● Problems to work on
- a) In the passage on goal pursuits, condense the paragraph beginning "On a daily basis" into a short bulleted list that keeps its main facts.
- b) Name every source of messages about what we should value that the passage on goal pursuits mentions.
- c) In the passage on goal pursuits, repeat the stretch from "How Goal Pursuits" through "of intrinsic needs.", swapping "extrinsic" for "external".
-- start of Passage --
How Goal Pursuits Impact Our Psychological Well-Being

On a daily basis we are inundated with messages from social media, advertising, music, reality television, family members, peers, and social institutions about what we should value. The types of behaviors or goals we should be pursuing, how we should dress and behave in order to be viewed as “successful, beautiful, valued, or worthy of acceptance.” As stated earlier, the majority of the goals emphasized through the media and marketing are extrinsic in nature, and place value in material objects, beauty, power, fame, or prestige. However, many psychologists (Kasser & Ryan, 1993;1996) have warned us that the “American Dream” has a very “dark side” because it emphasizes the pursuit of extrinsic goals that ultimately lead to the reduction in psychological well being because they interfere with the pursuit of intrinsic needs.
-- end of Passage --
-- start of Dataset records --
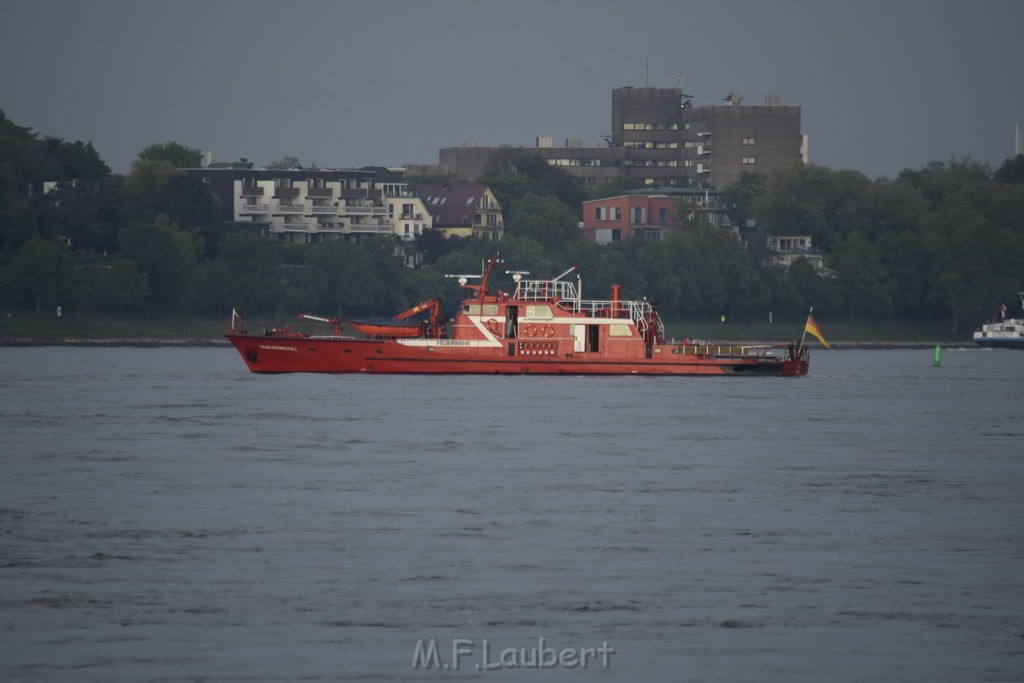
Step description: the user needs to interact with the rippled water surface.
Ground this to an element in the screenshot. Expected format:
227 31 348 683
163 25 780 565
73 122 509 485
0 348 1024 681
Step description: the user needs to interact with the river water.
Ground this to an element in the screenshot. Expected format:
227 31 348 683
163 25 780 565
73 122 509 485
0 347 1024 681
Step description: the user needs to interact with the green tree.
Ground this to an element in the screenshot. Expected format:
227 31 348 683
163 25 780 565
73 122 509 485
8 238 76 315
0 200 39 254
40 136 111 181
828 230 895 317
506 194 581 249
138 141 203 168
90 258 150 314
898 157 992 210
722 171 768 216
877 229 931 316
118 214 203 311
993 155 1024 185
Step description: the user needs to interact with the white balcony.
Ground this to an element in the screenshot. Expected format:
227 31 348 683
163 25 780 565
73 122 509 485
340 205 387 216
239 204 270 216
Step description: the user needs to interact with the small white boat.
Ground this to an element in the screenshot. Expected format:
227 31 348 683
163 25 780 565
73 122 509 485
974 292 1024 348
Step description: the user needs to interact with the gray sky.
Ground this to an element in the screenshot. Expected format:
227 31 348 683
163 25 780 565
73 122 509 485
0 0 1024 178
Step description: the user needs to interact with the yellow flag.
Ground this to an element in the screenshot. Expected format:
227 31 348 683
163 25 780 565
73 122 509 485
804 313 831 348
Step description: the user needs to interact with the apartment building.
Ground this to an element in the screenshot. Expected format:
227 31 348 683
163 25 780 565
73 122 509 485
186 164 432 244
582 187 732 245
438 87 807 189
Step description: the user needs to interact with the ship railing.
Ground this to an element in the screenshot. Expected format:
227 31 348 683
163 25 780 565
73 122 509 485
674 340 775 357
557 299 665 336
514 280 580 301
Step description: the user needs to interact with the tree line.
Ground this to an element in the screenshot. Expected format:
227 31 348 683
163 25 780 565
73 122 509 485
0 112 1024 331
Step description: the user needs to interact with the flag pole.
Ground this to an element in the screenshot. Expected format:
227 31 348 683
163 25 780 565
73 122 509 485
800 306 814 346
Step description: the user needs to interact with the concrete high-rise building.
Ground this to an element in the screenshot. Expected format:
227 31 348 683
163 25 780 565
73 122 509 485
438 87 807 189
-- end of Dataset records --
● Answers to the problems
- a)
- Social media, advertising, music, reality television, family members, peers, and social institutions constantly tell us what to value, pursue, and how to dress and behave to be seen as successful or worthy of acceptance.
- Most goals promoted by the media and marketing are extrinsic, valuing material objects, beauty, power, fame, or prestige.
- Psychologists (Kasser & Ryan, 1993;1996) warn that the "American Dream" has a "dark side": its emphasis on extrinsic goals reduces psychological well-being by interfering with the pursuit of intrinsic needs.

- b)
- social media
- advertising
- music
- reality television
- family members
- peers
- social institutions

- c)
How Goal Pursuits Impact Our Psychological Well-Being

On a daily basis we are inundated with messages from social media, advertising, music, reality television, family members, peers, and social institutions about what we should value. The types of behaviors or goals we should be pursuing, how we should dress and behave in order to be viewed as “successful, beautiful, valued, or worthy of acceptance.” As stated earlier, the majority of the goals emphasized through the media and marketing are external in nature, and place value in material objects, beauty, power, fame, or prestige. However, many psychologists (Kasser & Ryan, 1993;1996) have warned us that the “American Dream” has a very “dark side” because it emphasizes the pursuit of external goals that ultimately lead to the reduction in psychological well being because they interfere with the pursuit of intrinsic needs.